◆ Document excerpt ◆
>>>>

From: "Emil Tsalapatis" <emil@etsalapatis.com>
To: "Tejun Heo" <tj@kernel.org>, "David Vernet" <void@manifault.com>,
"Andrea Righi" <arighi@nvidia.com>,
"Changwoo Min" <changwoo@igalia.com>,
"Alexei Starovoitov" <ast@kernel.org>,
"Andrii Nakryiko" <andrii@kernel.org>,
"Daniel Borkmann" <daniel@iogearbox.net>,
"Martin KaFai Lau" <martin.lau@linux.dev>,
"Kumar Kartikeya Dwivedi" <memxor@gmail.com>
Cc: "Peter Zijlstra" <peterz@infradead.org>,
"Catalin Marinas" <catalin.marinas@arm.com>,
"Will Deacon" <will@kernel.org>,
"Thomas Gleixner" <tglx@kernel.org>,
"Ingo Molnar" <mingo@redhat.com>,
"Borislav Petkov" <bp@alien8.de>,
"Dave Hansen" <dave.hansen@linux.intel.com>,
"Andrew Morton" <akpm@linux-foundation.org>,
"David Hildenbrand" <david@kernel.org>,
"Mike Rapoport" <rppt@kernel.org>,
"Emil Tsalapatis" <emil@etsalapatis.com>,
<sched-ext@lists.linux.dev>, <bpf@vger.kernel.org>,
<x86@kernel.org>, <linux-arm-kernel@lists.infradead.org>,
<linux-mm@kvack.org>, <linux-kernel@vger.kernel.org>
Subject: Re: [PATCH 8/8] sched_ext: Convert ops.set_cmask() to arena-resident cmask
Date: Thu, 21 May 2026 00:19:30 -0400 [thread overview]
Message-ID: <DIO2DVGYRBUN.1QPC47NPPWTZ9@etsalapatis.com> (raw)
In-Reply-To: <20260520235052.4180316-9-tj@kernel.org>
On Wed May 20, 2026 at 7:50 PM EDT, Tejun Heo wrote:
> ops_cid.set_cmask() expects a cmask. The kernel couldn't write into the
> arena, so it translated cpumask -> cmask in kernel memory and passed the
> result as a trusted pointer. The BPF cmask helpers all operate on arena
> cmasks though, so the BPF side had to word-by-word probe-read the kernel
> cmask into an arena cmask via cmask_copy_from_kernel() before any helper
> could touch it. It works, but is clumsy.
>
> With direct kernel-side arena access now in place, build the cmask in the
> arena. The kernel writes to it through the kern_va side of the dual mapping;
> BPF directly dereferences it via an __arena pointer like any other arena
> struct.

<<<<

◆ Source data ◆
>>>>

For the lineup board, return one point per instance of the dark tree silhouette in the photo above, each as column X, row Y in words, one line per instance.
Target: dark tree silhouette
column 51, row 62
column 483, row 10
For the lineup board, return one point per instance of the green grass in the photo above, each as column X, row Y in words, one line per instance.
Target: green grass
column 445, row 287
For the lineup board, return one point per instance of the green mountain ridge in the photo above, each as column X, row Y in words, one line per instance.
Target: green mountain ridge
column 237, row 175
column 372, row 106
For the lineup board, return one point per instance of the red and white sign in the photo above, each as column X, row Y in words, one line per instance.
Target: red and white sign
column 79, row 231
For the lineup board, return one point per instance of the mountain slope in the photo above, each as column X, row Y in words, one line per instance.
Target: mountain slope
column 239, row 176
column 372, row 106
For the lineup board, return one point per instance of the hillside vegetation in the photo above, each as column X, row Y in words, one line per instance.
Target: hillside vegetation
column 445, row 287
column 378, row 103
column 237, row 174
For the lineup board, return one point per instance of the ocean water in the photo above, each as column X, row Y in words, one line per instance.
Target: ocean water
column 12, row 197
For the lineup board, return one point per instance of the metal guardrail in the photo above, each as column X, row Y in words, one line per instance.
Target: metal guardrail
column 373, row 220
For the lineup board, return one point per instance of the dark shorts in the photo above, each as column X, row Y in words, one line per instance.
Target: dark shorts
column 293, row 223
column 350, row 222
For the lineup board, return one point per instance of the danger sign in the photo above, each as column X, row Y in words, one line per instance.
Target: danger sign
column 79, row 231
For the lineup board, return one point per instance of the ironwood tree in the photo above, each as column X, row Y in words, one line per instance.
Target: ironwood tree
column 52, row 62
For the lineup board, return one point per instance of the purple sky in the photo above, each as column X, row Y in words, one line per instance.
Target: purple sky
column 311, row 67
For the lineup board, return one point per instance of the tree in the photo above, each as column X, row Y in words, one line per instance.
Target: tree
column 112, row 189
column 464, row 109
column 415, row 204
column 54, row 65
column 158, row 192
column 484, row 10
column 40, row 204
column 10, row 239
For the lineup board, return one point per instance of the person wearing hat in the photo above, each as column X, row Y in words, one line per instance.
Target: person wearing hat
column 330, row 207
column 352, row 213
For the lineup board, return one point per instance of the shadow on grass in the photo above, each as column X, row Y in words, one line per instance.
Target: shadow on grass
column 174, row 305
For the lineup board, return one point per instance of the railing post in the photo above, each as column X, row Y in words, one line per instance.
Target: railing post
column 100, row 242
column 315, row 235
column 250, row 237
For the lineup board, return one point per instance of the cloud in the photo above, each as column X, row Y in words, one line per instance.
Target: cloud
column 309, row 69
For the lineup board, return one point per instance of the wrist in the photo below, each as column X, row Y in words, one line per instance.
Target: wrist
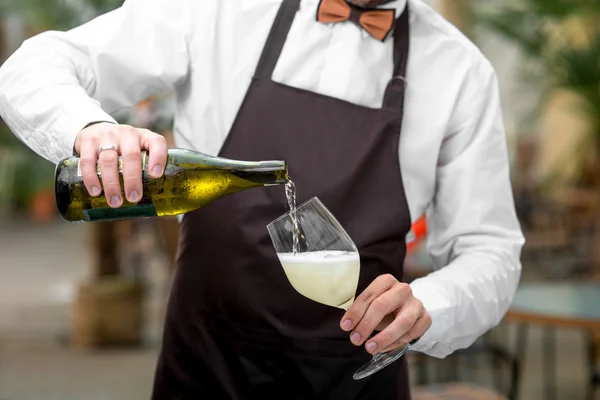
column 76, row 143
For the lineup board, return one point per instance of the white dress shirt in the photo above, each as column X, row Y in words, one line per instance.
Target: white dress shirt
column 453, row 151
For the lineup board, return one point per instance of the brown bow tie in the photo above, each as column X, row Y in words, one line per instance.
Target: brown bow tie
column 378, row 23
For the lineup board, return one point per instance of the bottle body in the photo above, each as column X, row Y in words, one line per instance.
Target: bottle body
column 190, row 181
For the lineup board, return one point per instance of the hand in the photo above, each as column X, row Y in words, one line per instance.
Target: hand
column 128, row 143
column 390, row 307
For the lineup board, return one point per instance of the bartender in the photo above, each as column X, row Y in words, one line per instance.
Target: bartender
column 382, row 109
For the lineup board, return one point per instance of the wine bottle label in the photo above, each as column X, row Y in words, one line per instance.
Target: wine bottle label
column 120, row 164
column 114, row 214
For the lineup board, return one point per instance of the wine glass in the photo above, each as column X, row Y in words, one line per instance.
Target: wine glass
column 323, row 265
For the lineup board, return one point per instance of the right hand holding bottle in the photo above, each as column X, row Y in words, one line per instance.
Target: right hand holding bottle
column 105, row 142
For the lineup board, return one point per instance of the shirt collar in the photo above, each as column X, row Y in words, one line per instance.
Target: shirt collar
column 398, row 5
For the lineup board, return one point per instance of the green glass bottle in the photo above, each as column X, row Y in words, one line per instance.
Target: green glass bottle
column 191, row 180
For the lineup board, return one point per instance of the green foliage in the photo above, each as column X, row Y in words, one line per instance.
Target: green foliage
column 58, row 14
column 33, row 172
column 555, row 59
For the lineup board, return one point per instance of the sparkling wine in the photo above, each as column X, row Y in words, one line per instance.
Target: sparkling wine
column 327, row 277
column 191, row 180
column 290, row 193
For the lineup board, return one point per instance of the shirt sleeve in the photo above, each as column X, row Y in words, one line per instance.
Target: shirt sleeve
column 58, row 82
column 474, row 236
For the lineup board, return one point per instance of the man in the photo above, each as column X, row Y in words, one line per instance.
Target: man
column 382, row 113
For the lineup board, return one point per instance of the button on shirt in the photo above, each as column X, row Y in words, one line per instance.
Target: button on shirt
column 453, row 152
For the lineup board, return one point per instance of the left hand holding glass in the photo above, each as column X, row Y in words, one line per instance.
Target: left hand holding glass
column 387, row 306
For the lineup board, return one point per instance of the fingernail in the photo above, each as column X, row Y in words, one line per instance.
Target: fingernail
column 133, row 196
column 346, row 325
column 115, row 201
column 371, row 346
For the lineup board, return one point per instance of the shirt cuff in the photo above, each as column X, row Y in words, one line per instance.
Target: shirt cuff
column 436, row 302
column 71, row 122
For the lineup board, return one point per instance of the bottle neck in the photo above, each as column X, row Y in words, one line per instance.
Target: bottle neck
column 266, row 173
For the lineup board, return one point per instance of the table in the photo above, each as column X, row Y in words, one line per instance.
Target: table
column 553, row 305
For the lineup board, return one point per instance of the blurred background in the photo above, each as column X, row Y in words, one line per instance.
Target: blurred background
column 81, row 306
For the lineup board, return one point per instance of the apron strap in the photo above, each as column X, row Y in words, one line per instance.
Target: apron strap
column 276, row 40
column 394, row 93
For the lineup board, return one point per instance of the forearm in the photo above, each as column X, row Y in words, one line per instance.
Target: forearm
column 43, row 99
column 468, row 297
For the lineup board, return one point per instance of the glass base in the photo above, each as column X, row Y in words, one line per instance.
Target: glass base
column 380, row 361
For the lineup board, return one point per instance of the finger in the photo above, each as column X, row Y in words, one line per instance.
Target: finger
column 109, row 169
column 88, row 163
column 359, row 307
column 132, row 165
column 417, row 331
column 391, row 336
column 387, row 303
column 157, row 152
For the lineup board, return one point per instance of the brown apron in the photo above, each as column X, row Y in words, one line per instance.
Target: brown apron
column 235, row 327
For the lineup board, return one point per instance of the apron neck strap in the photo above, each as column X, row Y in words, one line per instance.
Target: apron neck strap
column 401, row 43
column 276, row 40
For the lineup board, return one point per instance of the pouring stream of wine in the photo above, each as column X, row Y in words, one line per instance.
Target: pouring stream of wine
column 290, row 193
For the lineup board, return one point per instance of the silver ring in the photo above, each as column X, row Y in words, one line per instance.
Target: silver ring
column 109, row 147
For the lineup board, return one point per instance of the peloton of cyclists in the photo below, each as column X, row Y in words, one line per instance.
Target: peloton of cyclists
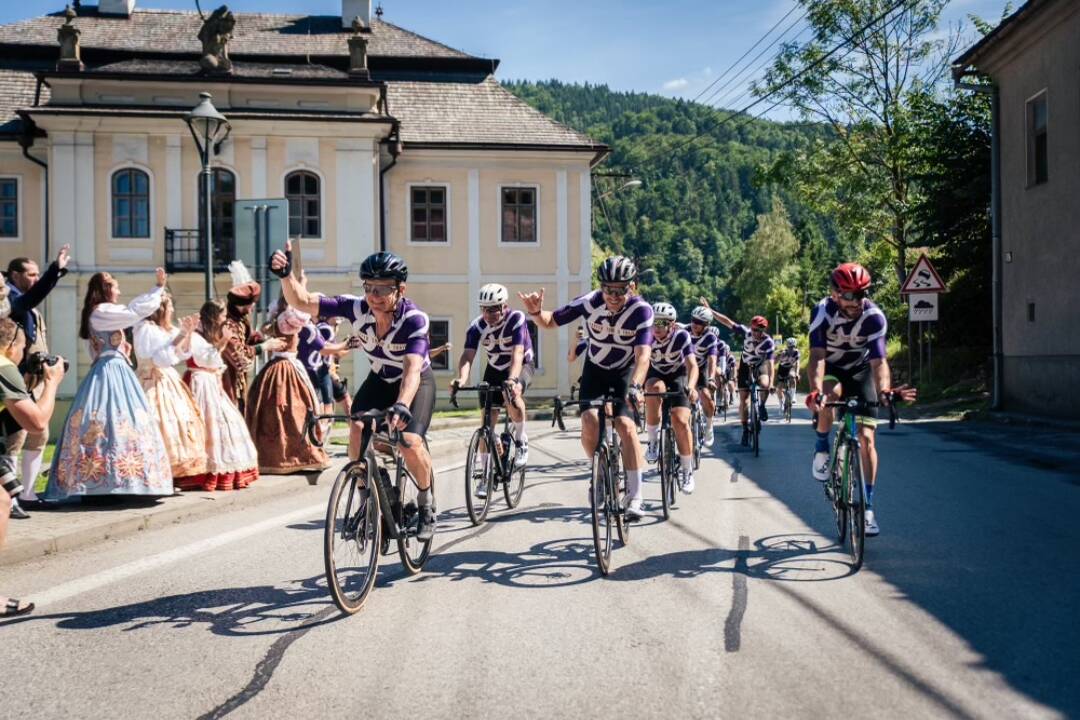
column 673, row 367
column 848, row 360
column 619, row 325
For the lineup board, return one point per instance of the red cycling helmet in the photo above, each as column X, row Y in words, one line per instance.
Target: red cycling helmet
column 850, row 277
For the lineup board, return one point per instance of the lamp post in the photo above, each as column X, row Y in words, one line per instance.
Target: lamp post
column 210, row 128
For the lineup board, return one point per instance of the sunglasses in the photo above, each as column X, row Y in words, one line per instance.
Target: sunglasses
column 379, row 290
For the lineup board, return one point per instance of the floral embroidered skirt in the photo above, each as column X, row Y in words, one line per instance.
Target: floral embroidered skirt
column 110, row 443
column 179, row 421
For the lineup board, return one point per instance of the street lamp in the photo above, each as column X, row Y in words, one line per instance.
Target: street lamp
column 210, row 128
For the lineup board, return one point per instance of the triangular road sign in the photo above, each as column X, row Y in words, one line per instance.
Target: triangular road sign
column 922, row 279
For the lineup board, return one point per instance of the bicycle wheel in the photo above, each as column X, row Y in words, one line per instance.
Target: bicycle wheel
column 414, row 552
column 665, row 472
column 351, row 539
column 478, row 475
column 856, row 507
column 601, row 503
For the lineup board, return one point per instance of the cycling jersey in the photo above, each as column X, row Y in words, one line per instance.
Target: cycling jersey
column 611, row 336
column 848, row 343
column 670, row 354
column 499, row 340
column 755, row 351
column 407, row 336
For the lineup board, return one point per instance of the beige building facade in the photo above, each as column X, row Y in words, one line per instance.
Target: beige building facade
column 416, row 149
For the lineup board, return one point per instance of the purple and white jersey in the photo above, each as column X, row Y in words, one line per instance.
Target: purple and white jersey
column 407, row 336
column 309, row 349
column 500, row 340
column 755, row 352
column 704, row 345
column 848, row 343
column 670, row 354
column 611, row 337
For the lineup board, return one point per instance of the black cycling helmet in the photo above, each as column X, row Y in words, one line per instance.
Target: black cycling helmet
column 383, row 266
column 617, row 269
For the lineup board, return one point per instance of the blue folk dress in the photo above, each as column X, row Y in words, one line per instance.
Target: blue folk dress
column 110, row 444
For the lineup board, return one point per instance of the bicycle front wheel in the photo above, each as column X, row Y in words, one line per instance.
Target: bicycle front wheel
column 351, row 539
column 480, row 473
column 601, row 503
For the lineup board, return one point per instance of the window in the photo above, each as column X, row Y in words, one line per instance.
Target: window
column 131, row 203
column 305, row 204
column 439, row 334
column 428, row 214
column 9, row 207
column 1037, row 149
column 518, row 215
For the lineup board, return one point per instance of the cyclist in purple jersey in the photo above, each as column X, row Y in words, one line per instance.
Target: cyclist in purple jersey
column 393, row 334
column 673, row 366
column 619, row 325
column 848, row 360
column 756, row 357
column 504, row 337
column 706, row 352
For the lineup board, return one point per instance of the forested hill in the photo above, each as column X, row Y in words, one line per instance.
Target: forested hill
column 698, row 207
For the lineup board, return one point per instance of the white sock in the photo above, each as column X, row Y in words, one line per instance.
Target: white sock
column 31, row 467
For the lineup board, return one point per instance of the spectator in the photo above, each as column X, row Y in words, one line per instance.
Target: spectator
column 29, row 415
column 28, row 288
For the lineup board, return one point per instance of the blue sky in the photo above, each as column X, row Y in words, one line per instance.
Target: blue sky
column 667, row 46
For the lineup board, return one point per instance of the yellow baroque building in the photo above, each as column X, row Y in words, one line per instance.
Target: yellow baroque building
column 377, row 137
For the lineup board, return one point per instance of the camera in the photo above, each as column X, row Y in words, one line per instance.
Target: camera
column 36, row 363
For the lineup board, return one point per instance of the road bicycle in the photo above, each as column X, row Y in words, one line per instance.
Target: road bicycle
column 359, row 525
column 607, row 485
column 846, row 486
column 487, row 470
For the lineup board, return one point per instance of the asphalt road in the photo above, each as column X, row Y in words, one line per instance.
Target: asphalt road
column 740, row 606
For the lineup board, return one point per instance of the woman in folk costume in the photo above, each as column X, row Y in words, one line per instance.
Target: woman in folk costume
column 231, row 460
column 278, row 406
column 110, row 443
column 159, row 345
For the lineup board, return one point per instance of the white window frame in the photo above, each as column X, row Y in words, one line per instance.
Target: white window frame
column 19, row 215
column 150, row 199
column 498, row 204
column 408, row 215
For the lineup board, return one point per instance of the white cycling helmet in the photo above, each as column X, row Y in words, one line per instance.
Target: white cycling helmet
column 702, row 314
column 493, row 294
column 664, row 311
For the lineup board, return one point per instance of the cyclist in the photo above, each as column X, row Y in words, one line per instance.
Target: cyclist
column 393, row 334
column 757, row 357
column 787, row 368
column 505, row 338
column 848, row 360
column 705, row 351
column 619, row 325
column 673, row 366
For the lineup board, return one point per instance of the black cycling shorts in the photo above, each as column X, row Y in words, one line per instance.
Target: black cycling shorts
column 377, row 394
column 672, row 381
column 597, row 382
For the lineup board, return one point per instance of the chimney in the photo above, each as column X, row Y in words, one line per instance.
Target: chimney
column 124, row 8
column 353, row 9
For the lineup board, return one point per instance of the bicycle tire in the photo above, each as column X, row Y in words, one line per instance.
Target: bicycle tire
column 351, row 582
column 414, row 553
column 599, row 487
column 856, row 508
column 478, row 506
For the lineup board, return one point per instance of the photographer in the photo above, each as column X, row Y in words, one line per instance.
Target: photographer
column 24, row 413
column 28, row 288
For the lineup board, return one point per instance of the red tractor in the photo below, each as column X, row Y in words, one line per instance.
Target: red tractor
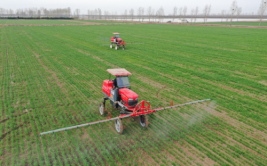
column 121, row 96
column 117, row 41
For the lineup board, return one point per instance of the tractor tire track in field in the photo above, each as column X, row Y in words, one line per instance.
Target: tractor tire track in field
column 234, row 141
column 15, row 128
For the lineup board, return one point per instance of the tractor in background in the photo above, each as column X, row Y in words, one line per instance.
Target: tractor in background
column 117, row 41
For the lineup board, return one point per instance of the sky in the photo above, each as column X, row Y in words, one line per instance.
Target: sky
column 248, row 6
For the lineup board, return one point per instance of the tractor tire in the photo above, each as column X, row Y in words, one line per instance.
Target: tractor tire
column 102, row 109
column 143, row 119
column 119, row 126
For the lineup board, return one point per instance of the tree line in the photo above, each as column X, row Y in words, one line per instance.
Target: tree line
column 140, row 14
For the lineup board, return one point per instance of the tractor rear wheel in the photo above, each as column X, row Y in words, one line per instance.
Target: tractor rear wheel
column 119, row 126
column 143, row 119
column 102, row 109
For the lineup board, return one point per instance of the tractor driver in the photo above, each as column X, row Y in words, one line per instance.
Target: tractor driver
column 115, row 85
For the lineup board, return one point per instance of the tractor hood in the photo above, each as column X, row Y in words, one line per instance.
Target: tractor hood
column 119, row 39
column 125, row 92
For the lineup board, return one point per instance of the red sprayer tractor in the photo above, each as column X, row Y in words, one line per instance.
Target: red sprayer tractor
column 117, row 41
column 121, row 96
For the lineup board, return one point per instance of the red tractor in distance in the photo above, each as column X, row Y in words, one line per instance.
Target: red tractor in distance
column 117, row 41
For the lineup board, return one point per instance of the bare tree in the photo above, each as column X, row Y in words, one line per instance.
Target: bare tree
column 192, row 15
column 233, row 10
column 185, row 11
column 181, row 11
column 206, row 12
column 125, row 14
column 196, row 13
column 149, row 12
column 99, row 13
column 222, row 13
column 174, row 13
column 139, row 13
column 131, row 12
column 238, row 12
column 143, row 14
column 262, row 10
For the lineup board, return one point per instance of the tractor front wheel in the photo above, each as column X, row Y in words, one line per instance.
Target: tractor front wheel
column 143, row 119
column 119, row 126
column 102, row 109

<<<<

◆ Given exercise ◆
Continue the mailing-list reply about converting ops.set_cmask() to an arena-resident cmask, starting right after its last sentence.

◆ Exercise response ◆
>
> Signed-off-by: Tejun Heo <tj@kernel.org>
Reviewed-by: Emil Tsalapatis <emil@etsalapatis.com>
> ---
> kernel/sched/ext.c | 68 +++++++++++++++++++++++++--
> kernel/sched/ext_cid.c | 20 +-------
> kernel/sched/ext_internal.h | 10 +++-
> tools/sched_ext/include/scx/cid.bpf.h | 52 --------------------
> tools/sched_ext/scx_qmap.bpf.c | 5 +-
> 5 files changed, 75 insertions(+), 80 deletions(-)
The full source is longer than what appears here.